* _Task to carry out_:
Nothing in the data may change. Copy all of it exactly.
......
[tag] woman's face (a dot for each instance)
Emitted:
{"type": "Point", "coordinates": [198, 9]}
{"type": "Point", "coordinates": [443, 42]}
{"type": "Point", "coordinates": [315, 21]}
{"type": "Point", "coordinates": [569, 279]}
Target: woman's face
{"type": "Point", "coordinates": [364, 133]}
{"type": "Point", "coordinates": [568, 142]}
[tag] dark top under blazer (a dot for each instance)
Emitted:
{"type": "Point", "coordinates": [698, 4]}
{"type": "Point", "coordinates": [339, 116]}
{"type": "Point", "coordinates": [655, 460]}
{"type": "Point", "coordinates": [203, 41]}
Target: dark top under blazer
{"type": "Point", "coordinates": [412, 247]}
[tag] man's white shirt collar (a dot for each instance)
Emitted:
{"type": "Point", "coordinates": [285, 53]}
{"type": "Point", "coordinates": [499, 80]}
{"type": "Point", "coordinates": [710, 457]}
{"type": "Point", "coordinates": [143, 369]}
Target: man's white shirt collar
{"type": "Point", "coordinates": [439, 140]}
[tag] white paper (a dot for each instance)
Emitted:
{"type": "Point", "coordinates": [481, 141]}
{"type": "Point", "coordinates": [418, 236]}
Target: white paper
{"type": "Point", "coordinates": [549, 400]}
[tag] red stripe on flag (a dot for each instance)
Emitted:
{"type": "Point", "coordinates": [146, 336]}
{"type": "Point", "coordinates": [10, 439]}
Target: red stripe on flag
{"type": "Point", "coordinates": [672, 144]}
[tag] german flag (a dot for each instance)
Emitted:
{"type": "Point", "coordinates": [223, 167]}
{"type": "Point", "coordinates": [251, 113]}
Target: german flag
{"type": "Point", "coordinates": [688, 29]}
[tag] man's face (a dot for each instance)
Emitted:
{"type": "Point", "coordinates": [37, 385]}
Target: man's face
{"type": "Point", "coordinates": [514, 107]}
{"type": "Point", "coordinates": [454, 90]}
......
* _Answer box_:
[tag] woman's face (a dot for each instance)
Emitted:
{"type": "Point", "coordinates": [198, 9]}
{"type": "Point", "coordinates": [443, 42]}
{"type": "Point", "coordinates": [315, 21]}
{"type": "Point", "coordinates": [569, 279]}
Target: woman's face
{"type": "Point", "coordinates": [364, 133]}
{"type": "Point", "coordinates": [568, 142]}
[tag] dark top under blazer (a dot for each instance)
Emitted:
{"type": "Point", "coordinates": [698, 4]}
{"type": "Point", "coordinates": [339, 116]}
{"type": "Point", "coordinates": [655, 460]}
{"type": "Point", "coordinates": [203, 41]}
Target: dark top under blazer
{"type": "Point", "coordinates": [412, 247]}
[tag] man's white shirt collar (a dot for each instance)
Emitted:
{"type": "Point", "coordinates": [285, 53]}
{"type": "Point", "coordinates": [499, 80]}
{"type": "Point", "coordinates": [710, 457]}
{"type": "Point", "coordinates": [143, 369]}
Target: man's white shirt collar
{"type": "Point", "coordinates": [439, 140]}
[tag] white paper (a dot for each instance)
Emitted:
{"type": "Point", "coordinates": [481, 141]}
{"type": "Point", "coordinates": [418, 236]}
Target: white paper
{"type": "Point", "coordinates": [549, 400]}
[tag] red stripe on flag (a dot for each instance)
Emitted:
{"type": "Point", "coordinates": [146, 336]}
{"type": "Point", "coordinates": [10, 439]}
Target: red stripe on flag
{"type": "Point", "coordinates": [672, 144]}
[tag] german flag (a dot for each instance)
Emitted:
{"type": "Point", "coordinates": [223, 167]}
{"type": "Point", "coordinates": [251, 113]}
Target: german flag
{"type": "Point", "coordinates": [688, 29]}
[tag] man's face (a dot for each instance)
Emitted:
{"type": "Point", "coordinates": [37, 385]}
Target: man's face
{"type": "Point", "coordinates": [514, 107]}
{"type": "Point", "coordinates": [454, 90]}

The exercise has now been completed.